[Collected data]
───
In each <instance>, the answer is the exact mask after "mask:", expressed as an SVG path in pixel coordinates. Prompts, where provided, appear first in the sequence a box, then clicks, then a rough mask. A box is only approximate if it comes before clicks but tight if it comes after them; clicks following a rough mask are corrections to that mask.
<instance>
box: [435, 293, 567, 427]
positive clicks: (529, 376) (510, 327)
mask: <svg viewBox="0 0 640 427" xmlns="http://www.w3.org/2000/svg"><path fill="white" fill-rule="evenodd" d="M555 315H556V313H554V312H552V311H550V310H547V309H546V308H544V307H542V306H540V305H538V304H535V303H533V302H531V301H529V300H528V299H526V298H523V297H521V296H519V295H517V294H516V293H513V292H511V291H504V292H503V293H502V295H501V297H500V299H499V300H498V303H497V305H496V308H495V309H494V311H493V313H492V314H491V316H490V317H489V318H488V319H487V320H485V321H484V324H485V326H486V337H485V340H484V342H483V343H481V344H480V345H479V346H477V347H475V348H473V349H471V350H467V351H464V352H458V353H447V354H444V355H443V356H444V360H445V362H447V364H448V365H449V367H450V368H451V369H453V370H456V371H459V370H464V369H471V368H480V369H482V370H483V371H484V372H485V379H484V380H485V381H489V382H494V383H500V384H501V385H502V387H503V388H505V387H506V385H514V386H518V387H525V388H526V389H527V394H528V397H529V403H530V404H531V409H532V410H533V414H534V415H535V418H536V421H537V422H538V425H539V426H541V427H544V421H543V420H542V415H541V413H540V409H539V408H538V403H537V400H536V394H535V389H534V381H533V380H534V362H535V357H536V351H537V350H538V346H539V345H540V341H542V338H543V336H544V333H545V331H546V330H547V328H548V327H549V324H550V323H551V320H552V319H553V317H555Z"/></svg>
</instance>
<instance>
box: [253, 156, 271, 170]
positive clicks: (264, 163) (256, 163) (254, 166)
───
● **AIM OF THE EXERCISE**
Turn every line of the records above into a JSON list of strings, one string per line, leaving out any blank lines.

● **ANSWER SPACE**
[
  "In each <instance>, the answer is the exact mask after \"mask:\", expressed as an SVG path in pixel coordinates. Prompts, where provided, appear first in the sequence a box, then clicks, then a rough mask. A box is only approximate if it comes before clicks but tight if it comes after them; clicks following a rough mask are corrections to that mask.",
  "<instance>",
  "box: [435, 293, 567, 427]",
  "positive clicks: (529, 376) (510, 327)",
  "mask: <svg viewBox=\"0 0 640 427\" xmlns=\"http://www.w3.org/2000/svg\"><path fill=\"white\" fill-rule=\"evenodd\" d=\"M555 315H556V313H554V312H552V311H550V310H547V309H546V308H544V307H542V306H540V305H538V304H535V303H533V302H531V301H529V300H528V299H526V298H523V297H521V296H519V295H517V294H516V293H513V292H511V291H504V292H503V293H502V295H501V297H500V299H499V300H498V303H497V305H496V308H495V309H494V311H493V313H492V314H491V316H490V317H489V318H488V319H487V320H485V321H484V324H485V326H486V337H485V340H484V342H483V343H481V344H480V345H479V346H477V347H475V348H473V349H471V350H467V351H464V352H458V353H447V354H444V355H443V356H444V360H445V362H447V364H448V365H449V367H450V368H451V369H453V370H456V371H459V370H464V369H471V368H480V369H482V370H483V371H484V372H485V379H484V380H485V381H489V382H494V383H500V384H501V385H502V387H503V388H505V387H506V385H514V386H518V387H525V388H526V389H527V394H528V397H529V403H530V404H531V409H532V410H533V414H534V415H535V418H536V421H537V422H538V425H539V426H541V427H544V421H543V420H542V415H541V413H540V409H539V408H538V403H537V400H536V394H535V389H534V381H533V380H534V362H535V357H536V351H537V350H538V346H539V345H540V341H542V338H543V336H544V333H545V331H546V330H547V328H548V327H549V324H550V323H551V320H552V319H553V317H555Z\"/></svg>",
  "</instance>",
  "<instance>",
  "box: [253, 156, 271, 170]",
  "positive clicks: (264, 163) (256, 163) (254, 166)"
]